(Data excerpts)
○ ○ ○ ○
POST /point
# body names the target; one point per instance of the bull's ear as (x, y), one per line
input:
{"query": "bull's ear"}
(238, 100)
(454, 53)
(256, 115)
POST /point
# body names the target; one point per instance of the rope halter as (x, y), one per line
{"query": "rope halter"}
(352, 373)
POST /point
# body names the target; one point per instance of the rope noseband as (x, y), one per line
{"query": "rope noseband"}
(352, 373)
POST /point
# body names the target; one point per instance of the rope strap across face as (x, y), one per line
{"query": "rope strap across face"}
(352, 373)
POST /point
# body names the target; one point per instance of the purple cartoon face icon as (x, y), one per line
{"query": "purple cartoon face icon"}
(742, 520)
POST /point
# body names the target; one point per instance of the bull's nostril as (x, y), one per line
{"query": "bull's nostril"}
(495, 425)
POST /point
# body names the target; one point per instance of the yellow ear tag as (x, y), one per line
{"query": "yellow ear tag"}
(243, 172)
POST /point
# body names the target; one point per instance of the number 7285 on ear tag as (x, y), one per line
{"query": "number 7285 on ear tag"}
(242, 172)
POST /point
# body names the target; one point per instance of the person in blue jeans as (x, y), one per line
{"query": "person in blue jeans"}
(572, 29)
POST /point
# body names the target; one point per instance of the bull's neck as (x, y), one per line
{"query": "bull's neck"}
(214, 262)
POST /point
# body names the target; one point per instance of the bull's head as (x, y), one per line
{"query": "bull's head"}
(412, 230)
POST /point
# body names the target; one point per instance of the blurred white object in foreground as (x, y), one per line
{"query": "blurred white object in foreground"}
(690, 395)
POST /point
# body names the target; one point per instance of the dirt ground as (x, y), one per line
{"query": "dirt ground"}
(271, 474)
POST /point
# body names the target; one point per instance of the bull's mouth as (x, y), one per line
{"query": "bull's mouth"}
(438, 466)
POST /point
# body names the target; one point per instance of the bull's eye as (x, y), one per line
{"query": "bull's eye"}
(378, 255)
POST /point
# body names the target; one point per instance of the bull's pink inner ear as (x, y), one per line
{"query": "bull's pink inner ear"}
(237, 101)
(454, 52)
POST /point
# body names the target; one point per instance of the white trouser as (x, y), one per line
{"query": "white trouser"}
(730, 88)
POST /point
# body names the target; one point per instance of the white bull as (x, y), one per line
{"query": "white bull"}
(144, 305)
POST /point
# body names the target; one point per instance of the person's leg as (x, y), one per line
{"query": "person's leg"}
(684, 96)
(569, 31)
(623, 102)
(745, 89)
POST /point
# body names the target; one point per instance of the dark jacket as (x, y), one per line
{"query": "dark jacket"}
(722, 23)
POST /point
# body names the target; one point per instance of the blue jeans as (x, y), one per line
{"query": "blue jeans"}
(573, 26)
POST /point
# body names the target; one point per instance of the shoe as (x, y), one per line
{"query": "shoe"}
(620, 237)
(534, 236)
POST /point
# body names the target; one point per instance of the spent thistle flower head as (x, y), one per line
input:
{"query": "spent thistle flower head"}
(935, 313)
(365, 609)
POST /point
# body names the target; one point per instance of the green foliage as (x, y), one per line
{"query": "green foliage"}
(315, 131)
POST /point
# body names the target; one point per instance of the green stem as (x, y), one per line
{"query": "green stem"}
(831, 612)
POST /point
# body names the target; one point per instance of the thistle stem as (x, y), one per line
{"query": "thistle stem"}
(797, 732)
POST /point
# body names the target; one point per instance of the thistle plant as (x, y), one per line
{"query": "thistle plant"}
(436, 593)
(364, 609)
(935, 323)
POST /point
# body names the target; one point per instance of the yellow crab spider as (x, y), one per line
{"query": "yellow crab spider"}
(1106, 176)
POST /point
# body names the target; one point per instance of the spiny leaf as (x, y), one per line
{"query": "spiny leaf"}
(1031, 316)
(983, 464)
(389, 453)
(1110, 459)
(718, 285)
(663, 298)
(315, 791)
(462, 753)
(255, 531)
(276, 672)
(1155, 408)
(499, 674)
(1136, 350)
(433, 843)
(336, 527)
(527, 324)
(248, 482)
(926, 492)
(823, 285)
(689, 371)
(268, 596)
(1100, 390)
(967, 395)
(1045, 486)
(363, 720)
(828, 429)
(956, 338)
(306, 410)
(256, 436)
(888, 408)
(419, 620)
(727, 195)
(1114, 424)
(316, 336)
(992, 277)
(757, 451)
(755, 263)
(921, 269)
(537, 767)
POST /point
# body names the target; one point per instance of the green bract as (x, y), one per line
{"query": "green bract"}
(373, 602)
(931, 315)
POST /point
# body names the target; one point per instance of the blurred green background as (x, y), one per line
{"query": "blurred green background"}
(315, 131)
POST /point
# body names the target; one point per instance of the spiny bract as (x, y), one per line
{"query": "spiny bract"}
○ ○ ○ ○
• [WHAT THE TASK REQUIRES]:
All the entries should be output exactly as given.

• [OUTPUT FOR THIS EXERCISE]:
POST /point
# body names the target; one point per instance of the bull's ear as (x, y), one per line
input:
{"query": "bull's ear"}
(238, 100)
(454, 53)
(256, 115)
POST /point
# body names the target; one point per instance of the rope halter as (x, y), one per line
{"query": "rope halter"}
(352, 373)
POST /point
# body names the target; one point per instance of the rope noseband as (x, y), one per line
{"query": "rope noseband"}
(352, 373)
POST /point
# body names the target; one point per instance of the rope strap across face as (x, y), one per line
{"query": "rope strap across face"}
(352, 373)
POST /point
# body names the target; one point per instance of the purple cartoon face icon as (x, y), one per line
{"query": "purple cartoon face icon"}
(742, 520)
POST /point
# body names the target; one point per instance of the bull's nostril as (x, y), one per line
{"query": "bull's nostril"}
(495, 425)
POST /point
# body names the target; one point per instance of the yellow ear tag as (x, y), one per line
{"query": "yellow ear tag"}
(243, 172)
POST /point
# body names the target; one point per instance of the number 7285 on ear tag as (x, y), one per line
{"query": "number 7285 on ear tag"}
(242, 172)
POST /point
# body names the target; one point per instance of the person in blue jeans as (x, y), one per line
{"query": "person in blue jeans"}
(572, 29)
POST /point
# body names the target; one point per instance of the bull's neck as (x, y), one per line
{"query": "bull's neck"}
(214, 262)
POST /point
# body names the target; one point per instance of the bull's head as (x, y), one per line
{"query": "bull's head"}
(412, 230)
POST /point
# body names the target; one point per instance of the blurred white object in foreground as (x, y), one per line
{"query": "blurred white object in foreground"}
(690, 395)
POST /point
# body names the target; one point per instance of the dirt ground as (x, y), one per line
{"query": "dirt ground"}
(271, 474)
POST /point
# body names the target; one point per instance of the bull's mouth as (x, y), one per line
{"query": "bull's mouth"}
(438, 466)
POST /point
# body names the target; one point per instance of the bull's eye as (x, y), one per line
{"query": "bull's eye"}
(378, 255)
POST /point
# body names the target; one point per instance of the bull's pink inner ear as (x, y), one per line
{"query": "bull's pink inner ear"}
(237, 101)
(454, 52)
POST /point
# body names the target; one point per instance of the white trouser as (x, y), one per line
{"query": "white trouser"}
(730, 88)
POST /point
# body names the target; one point per instance of the white bull as (x, y), one per line
{"query": "white bull"}
(144, 305)
POST /point
# body names the target; one point per instance of the person's leg as (x, y), one per line
{"query": "person's leg"}
(684, 96)
(569, 31)
(623, 102)
(745, 89)
POST /point
# body names the target; one point per instance of the dark jacket as (x, y), one per line
{"query": "dark jacket"}
(722, 23)
POST /point
# body names the target; one point per instance of the blue jeans as (x, y), one per line
{"query": "blue jeans"}
(573, 26)
POST /point
# body names the target; one point per instance of the shoe as (x, y), one per line
{"query": "shoe"}
(620, 237)
(534, 236)
POST /point
# body names the target; one point per instance of the spent thistle flower head as (x, y), one per line
input:
{"query": "spent thistle flower head"}
(935, 313)
(365, 609)
POST /point
# body names the target; one point per instance of the green foliage as (x, y), one per line
{"query": "green foliage"}
(315, 131)
POST /point
# body names the target; one point per instance of the green stem as (x, y), one per line
{"query": "green stem"}
(831, 612)
POST /point
# body names the target; one point per instance of the thistle stem as (x, y), one per line
{"query": "thistle stem"}
(797, 732)
POST /point
# body names the target; one point per instance of the thistle plant as (x, y), one per line
{"query": "thistle plant"}
(436, 593)
(364, 609)
(935, 323)
POST /point
# body names the target; one point per instance of the yellow crab spider as (x, y), one per line
{"query": "yellow crab spider"}
(1106, 176)
POST /point
# body names the target; one point per instance of the spiny leaf as (x, y), one per line
{"query": "spiny leaf"}
(1031, 316)
(983, 464)
(389, 453)
(1110, 459)
(718, 285)
(663, 298)
(315, 791)
(462, 753)
(255, 531)
(276, 672)
(1155, 408)
(499, 674)
(1136, 350)
(433, 843)
(336, 527)
(527, 324)
(248, 482)
(926, 492)
(823, 285)
(689, 371)
(268, 596)
(1100, 390)
(967, 395)
(1045, 486)
(363, 720)
(828, 429)
(956, 338)
(306, 410)
(256, 436)
(888, 408)
(419, 620)
(727, 195)
(1114, 424)
(316, 336)
(992, 277)
(757, 451)
(755, 263)
(921, 269)
(537, 767)
POST /point
# body names the target; one point per instance of the green bract as (x, y), one per line
{"query": "green bract"}
(373, 602)
(931, 315)
POST /point
# body names the target; one point per instance of the blurred green background as (x, y), one per line
{"query": "blurred green background"}
(315, 131)
POST /point
# body names the target; one point per instance of the spiny bract as (x, y), one per line
{"query": "spiny bract"}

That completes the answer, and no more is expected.